* **Aim**
Quote, without change, all of the lines that follow.

* **Items from a dataset**

◇ ◇ ◇ ◇ ◇

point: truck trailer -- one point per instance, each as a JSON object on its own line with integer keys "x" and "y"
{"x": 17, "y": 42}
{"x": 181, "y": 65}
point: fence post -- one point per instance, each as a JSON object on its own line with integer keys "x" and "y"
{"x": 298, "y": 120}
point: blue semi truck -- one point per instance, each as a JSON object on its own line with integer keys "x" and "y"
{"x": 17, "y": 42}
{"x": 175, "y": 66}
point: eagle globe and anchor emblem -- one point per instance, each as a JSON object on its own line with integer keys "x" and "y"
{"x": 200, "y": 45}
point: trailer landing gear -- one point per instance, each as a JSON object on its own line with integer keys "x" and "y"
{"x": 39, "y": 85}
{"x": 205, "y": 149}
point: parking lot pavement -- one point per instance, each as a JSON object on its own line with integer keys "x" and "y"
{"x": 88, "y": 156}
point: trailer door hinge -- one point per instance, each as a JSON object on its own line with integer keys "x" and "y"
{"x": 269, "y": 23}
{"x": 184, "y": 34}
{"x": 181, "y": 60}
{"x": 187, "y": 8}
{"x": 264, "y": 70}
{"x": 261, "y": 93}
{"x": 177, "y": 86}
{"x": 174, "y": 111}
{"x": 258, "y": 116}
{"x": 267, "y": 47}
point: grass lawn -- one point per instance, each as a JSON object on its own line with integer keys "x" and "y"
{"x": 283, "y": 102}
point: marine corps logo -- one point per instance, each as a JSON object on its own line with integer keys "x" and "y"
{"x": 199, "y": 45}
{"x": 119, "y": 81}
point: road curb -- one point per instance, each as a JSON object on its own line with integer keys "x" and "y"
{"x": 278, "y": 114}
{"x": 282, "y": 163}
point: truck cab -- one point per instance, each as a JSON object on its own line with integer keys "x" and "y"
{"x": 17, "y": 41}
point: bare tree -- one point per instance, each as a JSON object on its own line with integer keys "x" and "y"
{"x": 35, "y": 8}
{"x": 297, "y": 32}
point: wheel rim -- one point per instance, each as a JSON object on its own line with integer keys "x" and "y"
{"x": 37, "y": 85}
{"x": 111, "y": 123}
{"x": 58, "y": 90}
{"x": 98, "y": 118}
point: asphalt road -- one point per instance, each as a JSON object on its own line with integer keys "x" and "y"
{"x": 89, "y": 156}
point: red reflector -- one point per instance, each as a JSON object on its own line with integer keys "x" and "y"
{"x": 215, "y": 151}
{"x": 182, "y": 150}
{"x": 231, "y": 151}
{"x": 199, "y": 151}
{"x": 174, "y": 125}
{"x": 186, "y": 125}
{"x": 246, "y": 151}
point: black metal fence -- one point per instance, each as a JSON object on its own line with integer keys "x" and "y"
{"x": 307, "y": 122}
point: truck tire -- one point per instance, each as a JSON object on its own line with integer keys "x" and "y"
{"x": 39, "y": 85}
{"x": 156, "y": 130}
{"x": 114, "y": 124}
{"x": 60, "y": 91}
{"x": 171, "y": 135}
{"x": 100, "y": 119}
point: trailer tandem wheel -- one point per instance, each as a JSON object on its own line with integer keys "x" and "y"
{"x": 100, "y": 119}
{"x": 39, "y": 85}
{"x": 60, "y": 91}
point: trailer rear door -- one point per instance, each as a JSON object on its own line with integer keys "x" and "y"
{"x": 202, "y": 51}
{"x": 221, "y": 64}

◇ ◇ ◇ ◇ ◇

* **The completed task**
point: truck trailer -- one point per instance, each as a JSON object on its own line with integer keys "x" and "y"
{"x": 17, "y": 42}
{"x": 181, "y": 65}
point: fence post -- one point per instance, each as a JSON object on its own line with integer keys "x" and "y"
{"x": 298, "y": 120}
point: blue semi truck -- one point per instance, each as a JSON object on its own line with integer keys "x" and "y"
{"x": 17, "y": 42}
{"x": 175, "y": 66}
point: eagle globe and anchor emblem -- one point per instance, each as a JSON object on its own line with integer keys "x" and "y"
{"x": 200, "y": 45}
point: trailer landing gear -- one point per instance, each as a JSON object on its own line with integer keys "x" and "y"
{"x": 39, "y": 85}
{"x": 205, "y": 149}
point: parking lot pavement -- one point per instance, each as a JSON object on its own line with integer keys "x" and "y"
{"x": 88, "y": 156}
point: trailer door hinge -- one point per instance, each as a JSON object on its own line with integer keys "x" and "y"
{"x": 269, "y": 23}
{"x": 184, "y": 34}
{"x": 181, "y": 60}
{"x": 187, "y": 8}
{"x": 264, "y": 70}
{"x": 261, "y": 93}
{"x": 177, "y": 86}
{"x": 174, "y": 111}
{"x": 258, "y": 116}
{"x": 267, "y": 47}
point: grass lawn -- one point per instance, each as a JSON object on its own line with integer keys "x" and "y"
{"x": 283, "y": 102}
point: marine corps logo -- one point per instance, each as a JSON object on its own line with integer keys "x" and "y"
{"x": 199, "y": 45}
{"x": 119, "y": 81}
point: road curb -- one point per instance, each as a JSON object on its own line with integer keys "x" and "y"
{"x": 278, "y": 114}
{"x": 282, "y": 163}
point: truck cab -- one point per instance, each as a JSON object on its own line with integer keys "x" and "y"
{"x": 17, "y": 41}
point: bare tree -- one point per instance, each as a JSON object on its own line with integer keys "x" and "y"
{"x": 35, "y": 8}
{"x": 297, "y": 32}
point: wheel rim -- one point per instance, each as a JSON object on its own line with integer keys "x" and "y"
{"x": 37, "y": 85}
{"x": 111, "y": 123}
{"x": 58, "y": 90}
{"x": 98, "y": 118}
point: asphalt road -- one point per instance, each as a JSON object on its own line with integer keys "x" and "y"
{"x": 89, "y": 156}
point: red reflector -- one point per instance, each as a JSON object on its own line with integer keys "x" and "y"
{"x": 215, "y": 151}
{"x": 182, "y": 150}
{"x": 231, "y": 151}
{"x": 199, "y": 151}
{"x": 174, "y": 125}
{"x": 186, "y": 125}
{"x": 246, "y": 151}
point: black metal fence -- one point per instance, each as a JSON object on its own line with integer keys "x" and "y"
{"x": 307, "y": 122}
point: truck tire -- one point per instance, each as a JSON object on its own line with integer keys "x" and "y"
{"x": 39, "y": 85}
{"x": 156, "y": 130}
{"x": 114, "y": 124}
{"x": 60, "y": 91}
{"x": 171, "y": 135}
{"x": 100, "y": 119}
point: trailer tandem wheel -- one point per instance, each as a JSON object on its own line with integer keys "x" and "y"
{"x": 100, "y": 119}
{"x": 39, "y": 85}
{"x": 60, "y": 91}
point: trailer rear door -- one point per instance, each as a JSON object on its own line with integer keys "x" and "y"
{"x": 202, "y": 51}
{"x": 221, "y": 64}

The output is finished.